**Records from a dataset:**
--- START ---

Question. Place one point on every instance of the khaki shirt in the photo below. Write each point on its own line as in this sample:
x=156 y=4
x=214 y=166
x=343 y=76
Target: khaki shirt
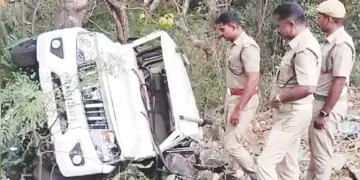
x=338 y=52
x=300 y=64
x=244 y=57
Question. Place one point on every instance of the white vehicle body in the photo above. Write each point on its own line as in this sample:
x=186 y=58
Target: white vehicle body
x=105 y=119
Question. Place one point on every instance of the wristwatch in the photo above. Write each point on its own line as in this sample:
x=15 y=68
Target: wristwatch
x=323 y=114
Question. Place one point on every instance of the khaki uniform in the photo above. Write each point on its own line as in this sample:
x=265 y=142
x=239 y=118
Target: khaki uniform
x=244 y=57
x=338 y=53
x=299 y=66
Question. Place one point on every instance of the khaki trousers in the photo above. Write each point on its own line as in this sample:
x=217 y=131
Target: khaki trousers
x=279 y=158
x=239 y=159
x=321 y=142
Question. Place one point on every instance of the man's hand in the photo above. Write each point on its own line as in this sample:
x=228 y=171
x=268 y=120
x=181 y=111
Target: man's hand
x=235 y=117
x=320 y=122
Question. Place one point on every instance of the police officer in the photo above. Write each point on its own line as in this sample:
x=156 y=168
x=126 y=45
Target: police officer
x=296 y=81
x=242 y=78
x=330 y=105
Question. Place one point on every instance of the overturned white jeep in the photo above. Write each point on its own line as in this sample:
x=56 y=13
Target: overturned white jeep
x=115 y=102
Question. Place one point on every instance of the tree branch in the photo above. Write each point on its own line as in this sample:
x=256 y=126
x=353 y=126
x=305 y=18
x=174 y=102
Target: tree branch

--- END ---
--- START ---

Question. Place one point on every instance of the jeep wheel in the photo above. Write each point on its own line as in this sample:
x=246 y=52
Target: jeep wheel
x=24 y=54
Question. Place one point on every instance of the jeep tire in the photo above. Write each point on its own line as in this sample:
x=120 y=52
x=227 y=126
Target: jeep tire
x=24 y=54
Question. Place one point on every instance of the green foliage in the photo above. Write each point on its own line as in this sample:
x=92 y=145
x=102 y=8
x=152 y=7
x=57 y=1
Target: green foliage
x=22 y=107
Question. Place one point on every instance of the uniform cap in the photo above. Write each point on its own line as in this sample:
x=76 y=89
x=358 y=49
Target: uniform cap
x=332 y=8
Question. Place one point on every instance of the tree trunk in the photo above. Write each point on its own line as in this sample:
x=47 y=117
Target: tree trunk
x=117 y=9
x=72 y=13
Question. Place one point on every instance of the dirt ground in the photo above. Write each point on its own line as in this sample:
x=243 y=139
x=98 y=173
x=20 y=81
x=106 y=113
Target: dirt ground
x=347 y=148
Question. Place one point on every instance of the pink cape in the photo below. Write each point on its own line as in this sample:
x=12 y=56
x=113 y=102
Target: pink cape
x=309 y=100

--- END ---

**Exercise details:** Only one stretch of the records above is wanted: the lines between the one holding "Target: police officer" and the one holding "Target: tree branch", inclusive, reproduced exactly.

**Written answer:**
Target: police officer
x=296 y=81
x=242 y=78
x=330 y=105
Question. Place one point on every instance of the overturned white jeep in the photo above. Write each point on its own line as in this sample:
x=56 y=13
Target: overturned white jeep
x=115 y=102
Question. Place one point on every instance of the tree branch in the photo above. Write each point on its own line as in this sample:
x=256 y=126
x=353 y=126
x=305 y=18
x=174 y=102
Target: tree branch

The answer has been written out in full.